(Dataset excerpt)

* start *

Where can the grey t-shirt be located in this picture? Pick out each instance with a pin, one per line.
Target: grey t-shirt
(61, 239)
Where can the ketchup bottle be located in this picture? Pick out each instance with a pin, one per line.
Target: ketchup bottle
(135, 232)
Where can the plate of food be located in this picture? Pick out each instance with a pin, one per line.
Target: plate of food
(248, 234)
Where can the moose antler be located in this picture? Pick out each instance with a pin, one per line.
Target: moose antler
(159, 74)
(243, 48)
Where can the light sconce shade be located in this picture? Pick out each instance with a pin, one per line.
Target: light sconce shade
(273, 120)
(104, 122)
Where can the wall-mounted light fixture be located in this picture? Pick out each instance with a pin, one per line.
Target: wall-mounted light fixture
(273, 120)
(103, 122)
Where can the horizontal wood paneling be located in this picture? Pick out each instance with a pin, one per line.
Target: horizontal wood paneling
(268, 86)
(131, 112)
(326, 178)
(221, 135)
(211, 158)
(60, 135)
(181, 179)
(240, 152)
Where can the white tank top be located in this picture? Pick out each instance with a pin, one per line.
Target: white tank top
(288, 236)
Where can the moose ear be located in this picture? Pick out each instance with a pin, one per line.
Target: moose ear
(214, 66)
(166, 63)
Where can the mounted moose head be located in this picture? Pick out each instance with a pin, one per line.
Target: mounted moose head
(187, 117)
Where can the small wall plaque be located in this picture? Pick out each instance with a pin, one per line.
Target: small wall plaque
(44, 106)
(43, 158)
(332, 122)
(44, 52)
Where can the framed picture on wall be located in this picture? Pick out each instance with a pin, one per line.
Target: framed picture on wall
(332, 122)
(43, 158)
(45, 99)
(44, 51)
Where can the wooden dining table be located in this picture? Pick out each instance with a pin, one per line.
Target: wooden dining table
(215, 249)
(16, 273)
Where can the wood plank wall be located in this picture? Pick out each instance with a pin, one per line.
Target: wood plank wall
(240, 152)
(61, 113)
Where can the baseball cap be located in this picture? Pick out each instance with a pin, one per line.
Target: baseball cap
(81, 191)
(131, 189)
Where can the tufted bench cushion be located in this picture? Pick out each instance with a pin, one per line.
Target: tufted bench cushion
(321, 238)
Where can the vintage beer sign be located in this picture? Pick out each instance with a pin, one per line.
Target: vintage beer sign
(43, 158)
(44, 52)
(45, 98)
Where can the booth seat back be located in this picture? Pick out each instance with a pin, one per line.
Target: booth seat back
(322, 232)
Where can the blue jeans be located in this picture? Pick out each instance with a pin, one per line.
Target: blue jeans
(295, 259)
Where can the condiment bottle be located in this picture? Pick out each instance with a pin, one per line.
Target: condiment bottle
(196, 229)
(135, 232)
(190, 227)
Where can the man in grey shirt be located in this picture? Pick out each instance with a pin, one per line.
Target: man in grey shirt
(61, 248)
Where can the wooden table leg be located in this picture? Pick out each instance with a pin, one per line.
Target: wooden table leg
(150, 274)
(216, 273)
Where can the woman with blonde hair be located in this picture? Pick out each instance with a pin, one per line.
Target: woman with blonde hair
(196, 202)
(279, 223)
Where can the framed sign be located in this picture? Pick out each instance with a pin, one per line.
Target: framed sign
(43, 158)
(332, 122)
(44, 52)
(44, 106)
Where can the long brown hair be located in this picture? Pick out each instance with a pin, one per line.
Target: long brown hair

* end *

### WORK TO BE COMPLETED:
Rewrite all the items above, switching "located" to "found" wherever it occurs and keeping everything else the same.

### TASK SOLUTION:
Where can the grey t-shirt be found in this picture? Pick out each instance with a pin, one per line.
Target: grey t-shirt
(61, 239)
Where can the ketchup bottle be found in this picture? Pick out each instance with a pin, one per line.
Target: ketchup bottle
(135, 232)
Where can the plate of food be found in this picture? Pick out each instance with a pin, one per line.
Target: plate of food
(248, 234)
Where can the moose antler be found in this picture? Pick out each instance with a pin, one per line.
Target: moose antler
(159, 74)
(243, 48)
Where can the light sconce shade be found in this picture? Pick out each instance with a pin, one per line.
Target: light sconce shade
(273, 120)
(104, 122)
Where can the wall-mounted light fixture be found in this picture? Pick out each instance with a pin, one per line.
Target: wall-mounted light fixture
(273, 120)
(103, 122)
Where can the horizontal wood paneling be found in this picture? Pick out each instance with a pin, one per line.
Target: horizontal wood paneling
(268, 86)
(131, 112)
(326, 178)
(221, 135)
(211, 158)
(60, 135)
(181, 179)
(240, 152)
Where can the white tank top be found in this picture? Pick out each instance with a pin, one per line.
Target: white tank top
(288, 236)
Where can the moose ear be found in this picture? Pick out each instance with a pin, one per line.
Target: moose ear
(214, 66)
(166, 63)
Where can the mounted moose head be found in this picture? Pick out each instance with a pin, one per line.
Target: mounted moose head
(187, 117)
Where can the small wall plaque be found in this picture? Pick out each instance with a pin, one per line.
Target: small wall plaque
(44, 106)
(43, 158)
(332, 122)
(44, 52)
Where can the framed picture on wall be found in this picture? Pick out each instance with a pin, one per line.
Target: framed picture on wall
(332, 122)
(43, 158)
(45, 99)
(44, 51)
Where can the wooden dining table be found in this picture? Pick out each instance with a pin, one per line.
Target: wooden dining table
(215, 249)
(16, 273)
Where can the wood plank wall be found in this picture? Pick out each instance with a pin, one per line.
Target: wood plank wall
(240, 152)
(61, 113)
Where can the baseball cap be found in this picture? Pick out each instance with a pin, one per line.
Target: baseball cap
(81, 191)
(131, 189)
Where can the tufted bench cushion be found in this picture? Pick out each instance with a pin, one per line.
Target: tufted bench cushion
(321, 238)
Where can the vintage beer sign be found in this picture? Pick out each instance with a pin, one per line.
Target: vintage beer sign
(43, 158)
(44, 52)
(45, 98)
Where can the booth seat back be found in this picture? Pick out each instance with a pin, one per line.
Target: booth seat back
(322, 232)
Where can the blue jeans be found in this picture? Pick out each instance with a pin, one per line.
Target: blue jeans
(295, 259)
Where can the condiment bottle be found in this picture? Pick out each instance with a pin, one per line.
Target: condiment bottle
(196, 229)
(135, 232)
(190, 227)
Where can the man in grey shirt be found in this picture? Pick out each instance with a pin, one per line.
Target: man in grey shirt
(61, 248)
Where can the wooden table leg be found in this picture? Pick out each instance with a pin, one per line.
Target: wooden table leg
(150, 274)
(216, 273)
Where can the woman with blonde hair be found in this picture? Pick out each instance with a pin, one per line.
Target: woman with blonde hair
(196, 202)
(279, 223)
Where can the framed sign be found in this picture? Pick out each instance with a pin, one per line.
Target: framed sign
(43, 158)
(332, 122)
(44, 52)
(44, 106)
Where can the long brown hair be found in this picture? Pick out each instance with a pin, one per line.
Target: long brown hair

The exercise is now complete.